- Data rows:
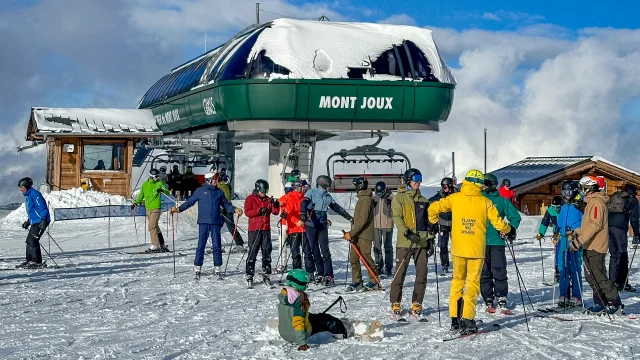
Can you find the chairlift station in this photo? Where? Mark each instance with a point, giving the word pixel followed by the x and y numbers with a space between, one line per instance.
pixel 290 83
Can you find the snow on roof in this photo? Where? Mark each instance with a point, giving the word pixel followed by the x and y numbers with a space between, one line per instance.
pixel 295 44
pixel 94 121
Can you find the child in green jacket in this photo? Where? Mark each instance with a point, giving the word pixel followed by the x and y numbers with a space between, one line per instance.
pixel 295 323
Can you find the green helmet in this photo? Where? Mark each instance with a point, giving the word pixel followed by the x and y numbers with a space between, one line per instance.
pixel 298 279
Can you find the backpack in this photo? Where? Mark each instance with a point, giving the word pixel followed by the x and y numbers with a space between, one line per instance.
pixel 616 203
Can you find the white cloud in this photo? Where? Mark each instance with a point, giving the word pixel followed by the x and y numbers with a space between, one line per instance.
pixel 399 19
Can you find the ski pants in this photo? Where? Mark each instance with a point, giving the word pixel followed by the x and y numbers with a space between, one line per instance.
pixel 285 245
pixel 33 252
pixel 231 226
pixel 325 322
pixel 493 282
pixel 295 241
pixel 153 227
pixel 259 240
pixel 421 262
pixel 364 246
pixel 604 291
pixel 204 231
pixel 319 243
pixel 443 244
pixel 466 271
pixel 570 271
pixel 619 257
pixel 383 237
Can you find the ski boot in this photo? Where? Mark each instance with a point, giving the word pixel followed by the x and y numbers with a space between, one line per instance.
pixel 575 302
pixel 468 327
pixel 595 310
pixel 455 325
pixel 491 309
pixel 354 287
pixel 328 281
pixel 396 309
pixel 371 286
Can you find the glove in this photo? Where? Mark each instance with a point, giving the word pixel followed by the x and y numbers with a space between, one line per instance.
pixel 413 237
pixel 431 249
pixel 574 243
pixel 433 229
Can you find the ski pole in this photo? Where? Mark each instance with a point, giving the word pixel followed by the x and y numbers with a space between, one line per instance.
pixel 173 239
pixel 524 307
pixel 334 303
pixel 435 270
pixel 355 248
pixel 226 265
pixel 45 250
pixel 626 281
pixel 65 254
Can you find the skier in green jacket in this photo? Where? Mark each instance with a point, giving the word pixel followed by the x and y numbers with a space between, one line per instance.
pixel 493 282
pixel 151 195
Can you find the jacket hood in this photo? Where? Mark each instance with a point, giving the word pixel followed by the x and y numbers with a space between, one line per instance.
pixel 470 189
pixel 366 192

- Task instructions: Reproduce every row above word for word, leaving out the picture.

- Reply:
Can you find the chairlift station in this photo? Where? Mark each instance with a point, giving the word pixel followed by the x and y numbers with a space between, one line per instance.
pixel 290 83
Can you find the snow on roof in this photo? Where? Mark each instance with a point, giving the word pixel followed by the x and y numbers with a space between, one line per instance.
pixel 295 44
pixel 94 121
Can you find the child in green jacket in this photo? Where? Mark each instance with a point, giving the word pixel followed by the x and y numbers with a space between, one line per instance.
pixel 295 323
Can you find the green helmet in this photo? Where? Mark each instance with a point, giving the word pixel followed by the x and y numbers with a space between, one line per instance.
pixel 298 279
Can you find the backpack in this photo? Where? Mark each instance with a point, giving the word pixel followed by the x and y numbers with a space between, one line per instance.
pixel 616 203
Can you find the white cloud in this photo? Where? Mark each instance with a point, giving the word pixel followed by the x and y numbers with a space between, one line per instance.
pixel 399 19
Can you find the ski pants in this photo? Where? Mark each instance with a point, giving the word pixel followed by the x and y numbers with a space between, one line per instance.
pixel 285 245
pixel 33 252
pixel 231 226
pixel 325 322
pixel 493 282
pixel 295 241
pixel 153 227
pixel 259 240
pixel 421 262
pixel 364 246
pixel 604 291
pixel 204 231
pixel 319 243
pixel 443 244
pixel 466 271
pixel 570 271
pixel 619 257
pixel 383 237
Can you find the ski boot in this photo? Where? Mark each instance with a point, giving the word pixel followed by the x and y numbers with a space between, one line per instance.
pixel 575 302
pixel 468 327
pixel 595 310
pixel 455 325
pixel 491 309
pixel 354 287
pixel 328 281
pixel 396 309
pixel 371 286
Can you find the glove in this photo? Where? Mark each instance with a point, giving the word pixel followed by the x and y numbers with a space between, one line per instance.
pixel 413 237
pixel 431 249
pixel 574 243
pixel 433 229
Can you find the ski pole in this photo? Where? Mark each instance with a point, giving the word pixel followed by the x and y numbers with a space between, one line per instance.
pixel 173 239
pixel 524 307
pixel 334 303
pixel 435 270
pixel 355 248
pixel 226 265
pixel 45 250
pixel 626 281
pixel 65 254
Can you find the skier in green jacket in this photo? Where? Mark each instance with a point, giving the word pixel followed by the x and y numbers with a space between, one line per instance.
pixel 493 282
pixel 151 195
Can you find the jacket hood in this photo? Where? Mark each instance with a point, giving the word pixel followed by the x and y numbers with a space between, one line per instance.
pixel 470 189
pixel 366 192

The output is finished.